- **WHAT TO WORK ON**
Select each line of the data below that contains the string "target" and copy those lines.

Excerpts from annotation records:
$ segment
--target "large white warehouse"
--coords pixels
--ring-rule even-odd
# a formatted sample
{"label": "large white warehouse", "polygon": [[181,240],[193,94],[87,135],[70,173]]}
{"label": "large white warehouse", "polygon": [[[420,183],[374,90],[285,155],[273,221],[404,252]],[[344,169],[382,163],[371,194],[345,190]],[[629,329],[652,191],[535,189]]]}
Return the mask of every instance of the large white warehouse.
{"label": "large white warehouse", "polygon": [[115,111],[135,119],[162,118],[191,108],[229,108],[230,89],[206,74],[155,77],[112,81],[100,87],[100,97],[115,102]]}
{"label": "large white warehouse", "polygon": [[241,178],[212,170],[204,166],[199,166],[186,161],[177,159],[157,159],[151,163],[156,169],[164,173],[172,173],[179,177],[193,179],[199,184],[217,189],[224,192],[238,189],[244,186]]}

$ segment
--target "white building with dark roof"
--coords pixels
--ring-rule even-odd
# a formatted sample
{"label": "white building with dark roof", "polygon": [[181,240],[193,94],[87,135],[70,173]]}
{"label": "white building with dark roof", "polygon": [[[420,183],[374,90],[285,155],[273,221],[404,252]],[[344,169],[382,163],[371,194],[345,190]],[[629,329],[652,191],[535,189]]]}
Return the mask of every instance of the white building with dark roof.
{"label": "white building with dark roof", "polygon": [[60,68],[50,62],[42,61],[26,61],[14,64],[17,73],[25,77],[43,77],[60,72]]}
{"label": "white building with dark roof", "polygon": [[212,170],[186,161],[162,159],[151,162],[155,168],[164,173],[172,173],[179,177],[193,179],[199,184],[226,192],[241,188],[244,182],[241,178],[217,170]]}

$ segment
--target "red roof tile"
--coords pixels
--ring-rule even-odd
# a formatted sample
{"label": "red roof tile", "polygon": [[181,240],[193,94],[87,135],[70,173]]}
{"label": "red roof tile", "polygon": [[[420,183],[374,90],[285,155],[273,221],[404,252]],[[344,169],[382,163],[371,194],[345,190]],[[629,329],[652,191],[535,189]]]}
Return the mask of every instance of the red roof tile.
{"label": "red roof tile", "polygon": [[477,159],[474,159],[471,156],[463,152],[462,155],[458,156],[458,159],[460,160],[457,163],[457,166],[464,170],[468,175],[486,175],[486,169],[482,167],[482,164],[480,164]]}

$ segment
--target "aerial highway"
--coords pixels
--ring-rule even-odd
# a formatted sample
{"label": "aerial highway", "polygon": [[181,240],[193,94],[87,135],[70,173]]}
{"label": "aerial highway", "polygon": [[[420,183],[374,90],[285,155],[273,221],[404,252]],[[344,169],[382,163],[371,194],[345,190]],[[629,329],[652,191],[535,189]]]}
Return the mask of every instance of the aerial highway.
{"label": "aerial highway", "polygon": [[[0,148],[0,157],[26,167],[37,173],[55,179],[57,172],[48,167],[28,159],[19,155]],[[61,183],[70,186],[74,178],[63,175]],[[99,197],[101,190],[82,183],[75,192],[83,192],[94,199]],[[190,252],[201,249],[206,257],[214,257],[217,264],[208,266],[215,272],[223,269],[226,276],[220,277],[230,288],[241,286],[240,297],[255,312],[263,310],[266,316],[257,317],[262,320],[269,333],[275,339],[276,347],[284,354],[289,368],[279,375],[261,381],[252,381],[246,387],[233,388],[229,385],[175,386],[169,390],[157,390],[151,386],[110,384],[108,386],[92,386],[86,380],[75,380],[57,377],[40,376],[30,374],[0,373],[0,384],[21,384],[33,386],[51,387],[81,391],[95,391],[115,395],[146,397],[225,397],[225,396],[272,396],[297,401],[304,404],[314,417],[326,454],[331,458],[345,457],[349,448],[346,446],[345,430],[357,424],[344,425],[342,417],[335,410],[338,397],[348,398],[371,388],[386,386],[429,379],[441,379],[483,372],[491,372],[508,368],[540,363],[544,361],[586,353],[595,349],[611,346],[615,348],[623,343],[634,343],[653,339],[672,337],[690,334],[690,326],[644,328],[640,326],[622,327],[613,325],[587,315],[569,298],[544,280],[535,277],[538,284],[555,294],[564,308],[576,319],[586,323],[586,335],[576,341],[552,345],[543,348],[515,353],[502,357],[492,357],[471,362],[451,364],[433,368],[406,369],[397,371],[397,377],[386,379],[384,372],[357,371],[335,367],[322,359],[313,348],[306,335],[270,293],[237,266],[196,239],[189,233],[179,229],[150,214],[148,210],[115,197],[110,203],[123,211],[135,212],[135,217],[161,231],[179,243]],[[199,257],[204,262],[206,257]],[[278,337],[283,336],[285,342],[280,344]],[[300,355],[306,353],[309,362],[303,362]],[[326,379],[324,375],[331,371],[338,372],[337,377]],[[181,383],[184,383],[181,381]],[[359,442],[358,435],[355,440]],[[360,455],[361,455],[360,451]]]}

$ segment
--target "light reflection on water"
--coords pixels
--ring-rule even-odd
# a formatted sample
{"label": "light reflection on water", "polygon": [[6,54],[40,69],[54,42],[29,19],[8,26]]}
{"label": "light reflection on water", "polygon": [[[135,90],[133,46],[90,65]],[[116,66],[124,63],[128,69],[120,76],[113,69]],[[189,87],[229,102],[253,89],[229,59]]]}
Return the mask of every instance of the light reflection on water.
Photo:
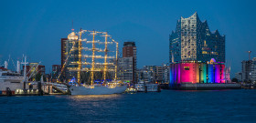
{"label": "light reflection on water", "polygon": [[255,122],[256,90],[1,97],[0,122]]}

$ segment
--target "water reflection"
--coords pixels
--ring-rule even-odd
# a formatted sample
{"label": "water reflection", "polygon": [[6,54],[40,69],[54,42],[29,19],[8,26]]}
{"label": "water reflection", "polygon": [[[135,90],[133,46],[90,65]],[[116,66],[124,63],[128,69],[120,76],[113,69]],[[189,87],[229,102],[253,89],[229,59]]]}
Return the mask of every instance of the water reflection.
{"label": "water reflection", "polygon": [[69,96],[69,97],[70,99],[73,99],[75,101],[80,101],[80,100],[88,100],[88,99],[113,99],[113,98],[119,98],[121,97],[121,94],[113,94],[113,95],[80,95],[80,96]]}

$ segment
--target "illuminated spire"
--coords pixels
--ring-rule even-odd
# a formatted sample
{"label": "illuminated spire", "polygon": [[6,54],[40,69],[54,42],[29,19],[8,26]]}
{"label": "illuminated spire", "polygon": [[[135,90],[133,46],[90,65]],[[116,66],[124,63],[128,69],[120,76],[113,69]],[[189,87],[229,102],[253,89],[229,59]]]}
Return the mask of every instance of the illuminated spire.
{"label": "illuminated spire", "polygon": [[71,29],[72,31],[74,31],[75,29],[74,29],[74,27],[73,27],[73,20],[72,20],[72,29]]}

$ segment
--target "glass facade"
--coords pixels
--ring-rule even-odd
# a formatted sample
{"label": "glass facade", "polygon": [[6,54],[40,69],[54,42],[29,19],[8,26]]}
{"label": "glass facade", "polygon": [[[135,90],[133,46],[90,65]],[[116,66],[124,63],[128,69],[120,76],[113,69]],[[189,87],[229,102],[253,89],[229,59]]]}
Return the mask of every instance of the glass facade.
{"label": "glass facade", "polygon": [[207,21],[201,22],[197,13],[181,17],[169,36],[169,62],[207,62],[211,58],[225,63],[225,36],[218,30],[210,32]]}

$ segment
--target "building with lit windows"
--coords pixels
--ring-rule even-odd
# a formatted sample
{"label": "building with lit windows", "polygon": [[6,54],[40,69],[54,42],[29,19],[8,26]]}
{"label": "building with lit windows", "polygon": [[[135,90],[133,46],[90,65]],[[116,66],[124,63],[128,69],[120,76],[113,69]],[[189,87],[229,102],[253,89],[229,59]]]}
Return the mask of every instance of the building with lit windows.
{"label": "building with lit windows", "polygon": [[177,21],[169,36],[170,87],[177,89],[240,88],[225,67],[225,36],[210,32],[195,13]]}
{"label": "building with lit windows", "polygon": [[[73,50],[70,50],[73,49]],[[65,65],[64,71],[62,73],[63,79],[70,80],[74,77],[77,77],[77,72],[70,69],[76,69],[78,65],[70,65],[69,62],[79,61],[79,51],[78,49],[78,36],[71,32],[68,38],[61,38],[61,68]],[[67,57],[69,58],[67,60]],[[67,62],[65,64],[65,62]]]}
{"label": "building with lit windows", "polygon": [[225,36],[218,30],[210,32],[208,22],[201,22],[197,12],[187,18],[181,16],[169,36],[169,62],[211,58],[225,63]]}
{"label": "building with lit windows", "polygon": [[133,83],[137,82],[137,47],[135,42],[124,42],[123,47],[123,57],[133,57]]}

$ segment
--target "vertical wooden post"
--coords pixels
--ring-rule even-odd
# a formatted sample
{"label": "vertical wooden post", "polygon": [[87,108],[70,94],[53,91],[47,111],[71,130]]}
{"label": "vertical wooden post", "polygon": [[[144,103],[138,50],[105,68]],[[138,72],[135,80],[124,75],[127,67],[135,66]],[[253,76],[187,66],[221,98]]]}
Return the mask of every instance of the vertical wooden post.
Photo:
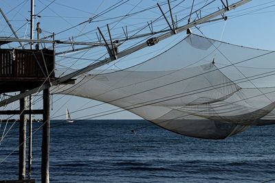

- **RESPONSE TO THE EXERCISE**
--target "large white warehouse"
--target "white building with dark roof"
--target "red roof tile"
--target "aerial highway"
--target "light reflection on water"
--target "water reflection"
--target "illuminated spire"
--target "glass facade"
--target "building with lit windows"
--target "vertical wooden post"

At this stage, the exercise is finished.